* start *
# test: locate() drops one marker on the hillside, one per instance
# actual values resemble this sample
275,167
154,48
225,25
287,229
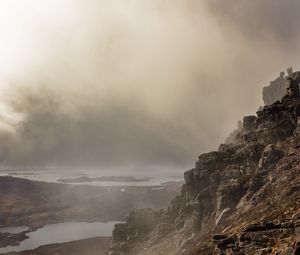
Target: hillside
243,198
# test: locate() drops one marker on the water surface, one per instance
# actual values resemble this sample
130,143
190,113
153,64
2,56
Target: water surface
61,233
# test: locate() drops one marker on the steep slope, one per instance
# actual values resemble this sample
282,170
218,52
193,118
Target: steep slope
242,199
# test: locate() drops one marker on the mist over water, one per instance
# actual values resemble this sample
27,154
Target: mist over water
133,83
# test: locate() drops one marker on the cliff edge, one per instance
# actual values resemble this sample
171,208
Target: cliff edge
243,198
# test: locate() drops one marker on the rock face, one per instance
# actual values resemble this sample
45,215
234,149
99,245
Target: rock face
242,199
275,90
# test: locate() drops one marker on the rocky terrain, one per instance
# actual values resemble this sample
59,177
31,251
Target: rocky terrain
92,246
243,198
34,204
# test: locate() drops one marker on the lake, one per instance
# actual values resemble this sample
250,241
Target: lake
59,233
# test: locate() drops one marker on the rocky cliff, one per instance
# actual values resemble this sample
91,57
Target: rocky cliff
243,198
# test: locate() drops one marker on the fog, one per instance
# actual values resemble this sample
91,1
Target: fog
134,83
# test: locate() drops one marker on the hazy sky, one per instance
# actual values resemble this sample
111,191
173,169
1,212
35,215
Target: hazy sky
135,83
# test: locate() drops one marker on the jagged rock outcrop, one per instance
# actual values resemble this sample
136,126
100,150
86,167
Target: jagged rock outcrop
243,198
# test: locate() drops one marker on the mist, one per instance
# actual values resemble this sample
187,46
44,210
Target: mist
135,83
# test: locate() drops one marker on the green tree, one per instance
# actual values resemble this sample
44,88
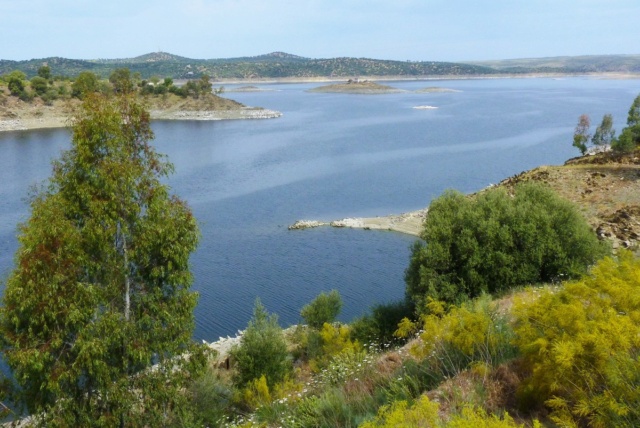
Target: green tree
45,72
323,309
630,136
581,135
101,286
262,350
495,241
86,83
605,134
39,85
122,81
* end *
- **The problem**
Copy all of the records above, replacing "marker" with "pin" and leaving everything else as it is. Leave the pictures out of your copy.

- **Exercise response**
# test: locate() drops one pin on the hillside, one per instance
# actual values resemble this sample
275,167
154,48
225,25
287,229
Target: hillside
243,198
# test: locate() drops one pin on the water surface, one per instance
# actual values resemble this sample
130,143
190,113
153,64
2,56
Target: water surface
61,233
# test: locate() drops one pin on the steep slope, one per instance
# actual values resemble this sample
282,170
218,52
193,118
Target: steep slope
242,199
# test: locate() drops one pin on the mist over water, one per instance
# actual values resemble this sample
27,154
Target: mist over water
133,83
# test: locate() drops one pin on the cliff edge, one per instance
# actual values resemble this sample
171,208
Target: cliff edge
243,198
# test: locate() drops one pin on the rock face, one per instance
# actual values resemble this sample
45,215
234,149
99,245
Target: rock face
242,199
275,90
# test: locate() drops one pin on the rocky terrain, one per instance
# actual values resemble this sample
59,177
31,251
Target: rocky terrain
92,246
243,198
34,204
# test: locate() drops one pin on the lake, one per instance
# actual values resemble this sample
250,241
Target: lake
59,233
# test: locate() drops one pin on the rocky cliff, one per instance
# actual values resemble this sample
91,57
Target: rocky cliff
243,198
# test: locate() drops one pin on the fog, one per instance
# actual values resemble this sample
91,1
Target: fog
134,83
# test: locate() drops one pin on the hazy sky, one per instance
# actual values resemble this sample
111,191
173,169
1,212
35,215
Target: hazy sky
135,83
# test: locate() drops one pin on the jagged rock outcrop, one per instance
# actual values resemble this sample
136,126
100,150
86,167
Target: jagged rock outcrop
243,198
# test: locate() drops one pin on the mist, one per instance
# actual values resemble this sample
187,46
44,210
Target: mist
135,83
# test: locate() drops one pin on the green tree, one per instance
# actual values resemble this sample
44,88
Target: green tree
45,72
323,309
630,136
581,135
101,286
262,350
495,241
86,83
605,134
39,85
122,81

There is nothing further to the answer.